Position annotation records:
+---+

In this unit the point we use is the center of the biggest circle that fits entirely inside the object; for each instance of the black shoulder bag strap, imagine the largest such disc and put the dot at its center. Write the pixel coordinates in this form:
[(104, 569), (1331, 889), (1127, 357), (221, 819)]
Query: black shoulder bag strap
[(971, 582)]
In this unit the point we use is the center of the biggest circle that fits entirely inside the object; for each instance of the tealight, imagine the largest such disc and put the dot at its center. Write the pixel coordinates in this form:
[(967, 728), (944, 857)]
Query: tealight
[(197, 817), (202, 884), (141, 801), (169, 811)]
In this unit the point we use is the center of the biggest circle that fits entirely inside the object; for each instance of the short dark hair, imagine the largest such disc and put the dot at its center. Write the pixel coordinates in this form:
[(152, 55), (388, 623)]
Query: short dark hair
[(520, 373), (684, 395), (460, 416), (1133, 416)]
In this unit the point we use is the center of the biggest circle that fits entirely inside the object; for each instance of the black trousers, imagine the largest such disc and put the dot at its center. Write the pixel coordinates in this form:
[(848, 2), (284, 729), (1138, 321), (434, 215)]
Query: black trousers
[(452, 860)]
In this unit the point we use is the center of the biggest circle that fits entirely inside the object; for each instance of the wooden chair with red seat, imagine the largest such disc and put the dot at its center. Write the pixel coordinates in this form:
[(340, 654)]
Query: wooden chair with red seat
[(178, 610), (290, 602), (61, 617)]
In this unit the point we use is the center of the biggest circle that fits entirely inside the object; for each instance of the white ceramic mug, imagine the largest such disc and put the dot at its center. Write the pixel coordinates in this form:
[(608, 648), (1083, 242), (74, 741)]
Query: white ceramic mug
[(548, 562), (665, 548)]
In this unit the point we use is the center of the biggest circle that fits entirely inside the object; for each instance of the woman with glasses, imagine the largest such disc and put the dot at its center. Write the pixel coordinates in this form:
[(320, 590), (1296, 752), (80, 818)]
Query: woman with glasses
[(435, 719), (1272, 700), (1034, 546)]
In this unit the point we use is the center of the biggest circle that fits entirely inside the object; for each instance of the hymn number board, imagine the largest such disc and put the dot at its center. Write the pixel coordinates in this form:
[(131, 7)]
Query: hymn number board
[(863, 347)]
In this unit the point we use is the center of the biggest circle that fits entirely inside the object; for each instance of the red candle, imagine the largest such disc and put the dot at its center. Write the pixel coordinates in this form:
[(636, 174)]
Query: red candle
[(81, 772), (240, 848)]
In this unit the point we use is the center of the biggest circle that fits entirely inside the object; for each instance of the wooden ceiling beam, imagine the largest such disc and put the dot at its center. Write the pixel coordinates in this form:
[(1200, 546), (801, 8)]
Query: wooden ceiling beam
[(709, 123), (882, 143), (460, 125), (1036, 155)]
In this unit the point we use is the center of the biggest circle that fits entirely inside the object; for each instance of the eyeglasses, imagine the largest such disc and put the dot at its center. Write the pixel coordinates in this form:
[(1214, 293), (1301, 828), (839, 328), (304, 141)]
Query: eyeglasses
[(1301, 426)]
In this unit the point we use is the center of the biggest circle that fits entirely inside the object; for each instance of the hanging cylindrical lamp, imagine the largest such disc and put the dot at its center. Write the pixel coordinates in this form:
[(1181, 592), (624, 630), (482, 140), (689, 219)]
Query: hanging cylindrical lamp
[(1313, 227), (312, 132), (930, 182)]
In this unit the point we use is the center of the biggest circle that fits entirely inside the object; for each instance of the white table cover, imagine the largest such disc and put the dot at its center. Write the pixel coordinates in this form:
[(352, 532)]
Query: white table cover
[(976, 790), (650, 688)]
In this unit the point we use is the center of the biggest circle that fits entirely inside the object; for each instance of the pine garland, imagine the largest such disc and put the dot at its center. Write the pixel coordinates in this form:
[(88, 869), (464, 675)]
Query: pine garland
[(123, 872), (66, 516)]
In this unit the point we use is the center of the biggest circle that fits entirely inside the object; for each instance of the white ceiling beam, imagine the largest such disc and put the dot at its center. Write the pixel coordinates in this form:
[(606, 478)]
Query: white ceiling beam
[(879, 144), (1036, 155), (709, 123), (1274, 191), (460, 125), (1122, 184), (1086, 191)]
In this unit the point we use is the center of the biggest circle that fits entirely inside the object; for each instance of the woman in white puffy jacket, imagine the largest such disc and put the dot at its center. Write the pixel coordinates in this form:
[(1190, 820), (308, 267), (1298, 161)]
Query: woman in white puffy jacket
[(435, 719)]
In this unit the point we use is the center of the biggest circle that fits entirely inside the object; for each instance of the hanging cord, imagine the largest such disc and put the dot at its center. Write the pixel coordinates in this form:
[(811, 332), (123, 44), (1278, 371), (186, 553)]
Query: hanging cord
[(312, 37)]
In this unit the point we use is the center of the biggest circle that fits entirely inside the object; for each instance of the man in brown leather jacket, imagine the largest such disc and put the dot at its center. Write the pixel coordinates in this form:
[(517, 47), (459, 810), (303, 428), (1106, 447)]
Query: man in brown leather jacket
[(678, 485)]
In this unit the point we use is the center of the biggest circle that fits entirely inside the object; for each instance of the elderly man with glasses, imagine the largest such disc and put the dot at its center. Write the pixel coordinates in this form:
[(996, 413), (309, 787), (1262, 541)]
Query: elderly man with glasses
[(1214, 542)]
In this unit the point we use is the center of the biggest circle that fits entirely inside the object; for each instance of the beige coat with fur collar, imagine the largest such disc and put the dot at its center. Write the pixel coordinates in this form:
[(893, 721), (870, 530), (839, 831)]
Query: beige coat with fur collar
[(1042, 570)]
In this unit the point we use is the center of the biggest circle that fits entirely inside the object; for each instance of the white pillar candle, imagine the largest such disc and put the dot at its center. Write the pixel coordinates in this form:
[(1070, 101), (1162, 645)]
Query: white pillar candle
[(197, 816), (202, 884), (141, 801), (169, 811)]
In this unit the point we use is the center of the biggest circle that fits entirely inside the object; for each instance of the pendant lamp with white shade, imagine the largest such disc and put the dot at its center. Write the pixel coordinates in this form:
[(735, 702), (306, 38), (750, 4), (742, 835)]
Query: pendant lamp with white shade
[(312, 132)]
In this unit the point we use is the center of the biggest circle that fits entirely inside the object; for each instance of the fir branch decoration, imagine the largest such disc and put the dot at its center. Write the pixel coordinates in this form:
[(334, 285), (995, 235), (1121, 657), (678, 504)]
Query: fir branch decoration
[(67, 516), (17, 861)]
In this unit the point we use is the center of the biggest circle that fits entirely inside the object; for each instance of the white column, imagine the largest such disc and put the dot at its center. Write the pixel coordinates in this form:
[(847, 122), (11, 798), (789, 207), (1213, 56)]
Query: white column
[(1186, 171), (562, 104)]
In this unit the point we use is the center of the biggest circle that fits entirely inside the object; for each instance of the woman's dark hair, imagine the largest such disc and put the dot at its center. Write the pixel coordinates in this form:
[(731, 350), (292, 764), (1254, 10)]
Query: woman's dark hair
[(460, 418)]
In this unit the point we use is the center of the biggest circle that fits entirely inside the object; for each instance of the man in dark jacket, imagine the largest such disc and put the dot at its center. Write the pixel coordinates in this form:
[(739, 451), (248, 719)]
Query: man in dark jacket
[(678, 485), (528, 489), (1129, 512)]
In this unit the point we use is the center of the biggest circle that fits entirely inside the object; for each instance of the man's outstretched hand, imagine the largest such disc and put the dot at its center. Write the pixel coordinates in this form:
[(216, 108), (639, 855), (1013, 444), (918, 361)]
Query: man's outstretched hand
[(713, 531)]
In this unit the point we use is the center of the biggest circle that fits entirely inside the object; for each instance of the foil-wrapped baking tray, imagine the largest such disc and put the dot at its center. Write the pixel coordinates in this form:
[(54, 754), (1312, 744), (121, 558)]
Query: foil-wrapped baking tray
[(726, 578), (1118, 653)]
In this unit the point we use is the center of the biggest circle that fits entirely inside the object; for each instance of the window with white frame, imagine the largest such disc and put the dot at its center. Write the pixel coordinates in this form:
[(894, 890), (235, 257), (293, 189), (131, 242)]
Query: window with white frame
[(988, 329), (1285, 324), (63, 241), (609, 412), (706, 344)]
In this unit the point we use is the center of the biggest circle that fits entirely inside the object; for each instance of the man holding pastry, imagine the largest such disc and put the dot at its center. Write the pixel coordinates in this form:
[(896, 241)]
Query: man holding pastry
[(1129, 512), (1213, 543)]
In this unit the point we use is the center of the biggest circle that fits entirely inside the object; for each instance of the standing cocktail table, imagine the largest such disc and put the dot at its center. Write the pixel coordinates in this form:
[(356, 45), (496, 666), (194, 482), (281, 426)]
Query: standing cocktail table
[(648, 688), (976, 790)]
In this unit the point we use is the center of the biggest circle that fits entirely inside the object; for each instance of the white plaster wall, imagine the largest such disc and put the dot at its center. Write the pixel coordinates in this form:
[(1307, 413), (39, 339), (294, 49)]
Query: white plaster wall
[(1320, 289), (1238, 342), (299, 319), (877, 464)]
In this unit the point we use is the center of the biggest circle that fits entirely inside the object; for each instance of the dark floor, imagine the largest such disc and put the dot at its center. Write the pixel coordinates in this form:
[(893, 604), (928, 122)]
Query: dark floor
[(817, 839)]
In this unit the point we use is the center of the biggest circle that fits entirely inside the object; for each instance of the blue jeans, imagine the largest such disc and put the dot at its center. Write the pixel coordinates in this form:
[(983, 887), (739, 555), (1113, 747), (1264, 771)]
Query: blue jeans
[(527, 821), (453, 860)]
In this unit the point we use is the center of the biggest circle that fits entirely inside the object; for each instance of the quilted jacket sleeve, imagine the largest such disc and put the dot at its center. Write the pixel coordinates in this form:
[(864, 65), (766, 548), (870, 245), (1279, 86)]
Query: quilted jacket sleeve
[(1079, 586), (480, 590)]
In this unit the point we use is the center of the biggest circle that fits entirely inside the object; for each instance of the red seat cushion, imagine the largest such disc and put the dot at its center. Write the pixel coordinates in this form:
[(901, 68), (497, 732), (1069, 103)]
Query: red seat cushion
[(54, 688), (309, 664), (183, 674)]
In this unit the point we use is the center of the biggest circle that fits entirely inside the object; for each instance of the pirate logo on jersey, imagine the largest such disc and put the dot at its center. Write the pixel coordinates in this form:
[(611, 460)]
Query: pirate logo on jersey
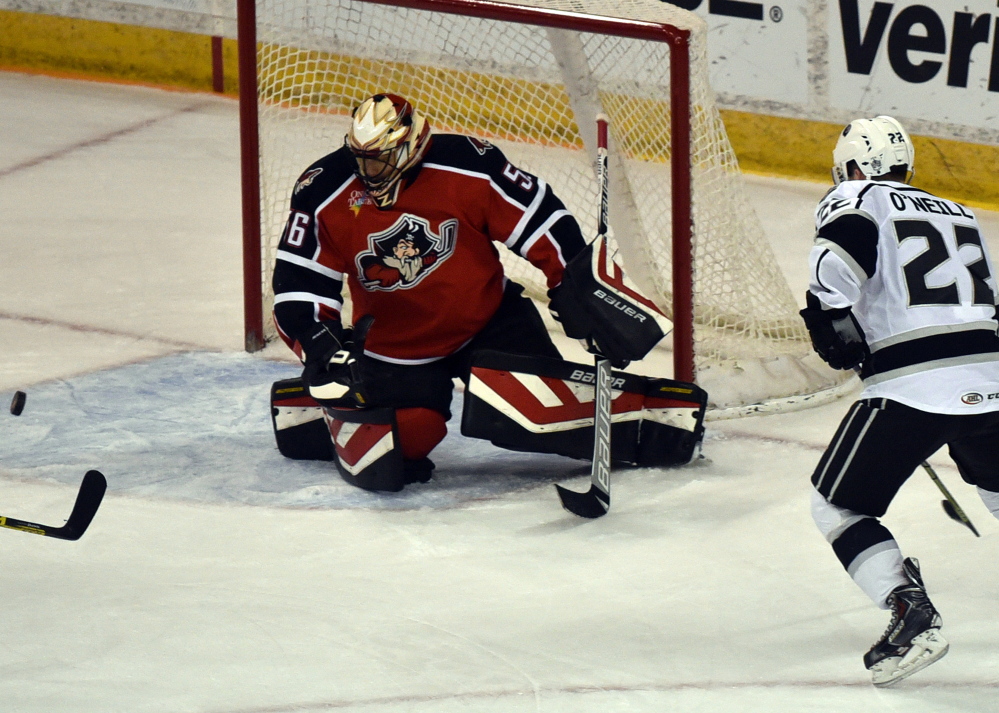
[(398, 258)]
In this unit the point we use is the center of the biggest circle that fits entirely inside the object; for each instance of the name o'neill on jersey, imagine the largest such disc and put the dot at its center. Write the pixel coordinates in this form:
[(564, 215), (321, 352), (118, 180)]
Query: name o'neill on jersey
[(402, 255)]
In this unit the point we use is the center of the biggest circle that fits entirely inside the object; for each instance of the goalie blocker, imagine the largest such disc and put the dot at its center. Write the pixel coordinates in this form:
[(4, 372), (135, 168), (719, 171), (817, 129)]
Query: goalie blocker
[(546, 406), (599, 305)]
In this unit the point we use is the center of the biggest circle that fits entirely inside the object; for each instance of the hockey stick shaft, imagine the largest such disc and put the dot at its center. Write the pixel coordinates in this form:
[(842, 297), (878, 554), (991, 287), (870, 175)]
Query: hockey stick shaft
[(596, 501), (89, 498), (950, 504)]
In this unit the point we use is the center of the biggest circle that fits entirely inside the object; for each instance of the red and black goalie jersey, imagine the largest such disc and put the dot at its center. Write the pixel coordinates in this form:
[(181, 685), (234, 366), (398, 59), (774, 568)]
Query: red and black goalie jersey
[(426, 268)]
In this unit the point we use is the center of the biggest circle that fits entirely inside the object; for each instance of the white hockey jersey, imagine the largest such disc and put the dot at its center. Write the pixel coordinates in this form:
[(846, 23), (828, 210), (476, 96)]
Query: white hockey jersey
[(920, 281)]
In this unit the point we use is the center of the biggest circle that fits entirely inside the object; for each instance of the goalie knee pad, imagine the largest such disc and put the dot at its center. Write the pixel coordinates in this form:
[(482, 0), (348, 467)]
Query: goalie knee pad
[(299, 427), (366, 442), (369, 449), (420, 430), (546, 406)]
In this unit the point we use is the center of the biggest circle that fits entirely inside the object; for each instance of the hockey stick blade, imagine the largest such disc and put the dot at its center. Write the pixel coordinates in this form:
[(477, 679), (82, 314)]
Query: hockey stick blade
[(591, 504), (950, 506), (956, 516), (87, 501)]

+---+

Your objective.
Write out again the stretch from the line that contains "the red and" through the line that contains "[(920, 281)]", requests included, and nothing else. Multiply every coordinate in the answers by 0.35 and round to whole numbers with halves rounded up, leaving the requests and their format samples as they are.

Result.
In this unit the point we use is the center of the biggest circle that fits entirely inside the object; for each instance of the red and black goalie jersey, imagine the largest such disc and put the dot at its center. Write the pixel coordinates in this form:
[(181, 685), (234, 366), (398, 59), (774, 568)]
Query: red and black goalie jersey
[(149, 94)]
In this unit the point we use is the center of the biggest circle that fits entirely inside the object; for each instance of the white hockey jersey, imagine the largest such disc and put the dot at its center. Write the pixel coordinates in this form:
[(846, 23), (828, 210), (476, 96)]
Query: white hockey jersey
[(322, 98)]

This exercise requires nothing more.